### [TEXTE EXTRAIT]
Le spectacle collectif « L’Osstidcho » fut d’abord présenté au Théâtre de Quat’Sous de Montréal du 28 mai au 20 juin 1968. On retrouvait sur scène Robert Charlebois, Mouffe, Yvon Deschamps, Louise Forestier, avec la collaboration du pianiste et organiste Jacques Perron et du Quatuor du Nouveau Jazz libre du Québec. Très peu d’archives liées à cet événement ont été conservées, ce qui ajoute à son caractère presque mythique.
Quarante ans plus tard, ce livre passionnant de Bruno Roy raconte le spectacle et son contexte, afin d’en souligner l’originalité et le caractère révolutionnaire. Comme l’indique fort justement Jean-Marc Desgent dans sa préface, l’intérêt de cet événement inclassable laissant place à l’improvisation ne résidait pas tant dans la cohésion, la technique, la précision, le fini, mais davantage dans sa spontanéité et son caractère irrévérencieux : « […] il faut bien le dire (surtout quand on regarde ça avec le recul), ce n’était pas un ‘grand’ spectacle », mais, poursuit le préfacier, c’était « un blasphème ». Une chanson de Charlebois et de Claude Péloquin, intitulée « Lindberg », en constitue le pivot ; elle deviendra dès la fin de 1968 le succès de l’année, un jalon au Québec et en France. Par ailleurs, c’est à cette occasion qu’Yvon Deschamps présentait au public ses premiers monologues, créant son personnage scénique d’ouvrier surexploité par son « boss », et façonnait son propre style avec des textes devant bientôt figurer sur son premier disque (en 1969) : « Les unions, qu’ossa donne ? », « Pépère », « La Saint-Jean-Baptiste », et déjà, son monologue sur « La violence », qui ne sera enregistré que dix ans plus tard. Le journaliste Jean-V. Dufresne décrivait alors le style de Deschamps comme étant « un chef-d’œuvre d’humour meurtrier ».

### [DONNÉES BRUTES]

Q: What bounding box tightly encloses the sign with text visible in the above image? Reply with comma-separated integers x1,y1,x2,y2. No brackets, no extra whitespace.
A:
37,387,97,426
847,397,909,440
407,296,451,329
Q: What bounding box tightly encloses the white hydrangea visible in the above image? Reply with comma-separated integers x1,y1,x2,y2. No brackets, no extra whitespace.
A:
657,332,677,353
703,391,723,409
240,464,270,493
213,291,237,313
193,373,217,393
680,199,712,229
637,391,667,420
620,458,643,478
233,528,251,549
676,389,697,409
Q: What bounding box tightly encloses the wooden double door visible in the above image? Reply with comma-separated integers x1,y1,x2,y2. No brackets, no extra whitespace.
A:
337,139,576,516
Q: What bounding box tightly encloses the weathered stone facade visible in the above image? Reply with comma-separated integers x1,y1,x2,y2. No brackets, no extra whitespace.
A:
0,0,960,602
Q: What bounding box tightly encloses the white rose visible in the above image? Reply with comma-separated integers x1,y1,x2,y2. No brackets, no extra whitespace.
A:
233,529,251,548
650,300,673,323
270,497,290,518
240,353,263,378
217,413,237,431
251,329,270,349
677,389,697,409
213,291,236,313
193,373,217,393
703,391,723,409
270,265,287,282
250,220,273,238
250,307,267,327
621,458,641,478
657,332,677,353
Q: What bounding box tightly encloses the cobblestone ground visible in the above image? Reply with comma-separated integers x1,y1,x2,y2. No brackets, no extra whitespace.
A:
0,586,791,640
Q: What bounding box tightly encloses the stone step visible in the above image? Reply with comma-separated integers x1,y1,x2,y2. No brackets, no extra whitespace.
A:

### [LE PROBLÈME]
Indiquez si chacune des affirmations suivantes concorde avec le texte sur « L’Osstidcho », en répondant par oui ou par non et en citant textuellement les mots décisifs du texte.
1. Le spectacle fut d’abord présenté au Théâtre de Quat’Sous de Montréal du 28 mai au 20 juin 1968.
2. De nombreuses archives liées au spectacle ont été conservées.
3. Le monologue sur « La violence » figure sur le premier disque d’Yvon Deschamps, paru en 1969.

### [CORRIGÉ]
1. Oui : « fut d’abord présenté au Théâtre de Quat’Sous de Montréal du 28 mai au 20 juin 1968 ».
2. Non : « Très peu d’archives liées à cet événement ont été conservées ».
3. Non : « qui ne sera enregistré que dix ans plus tard ».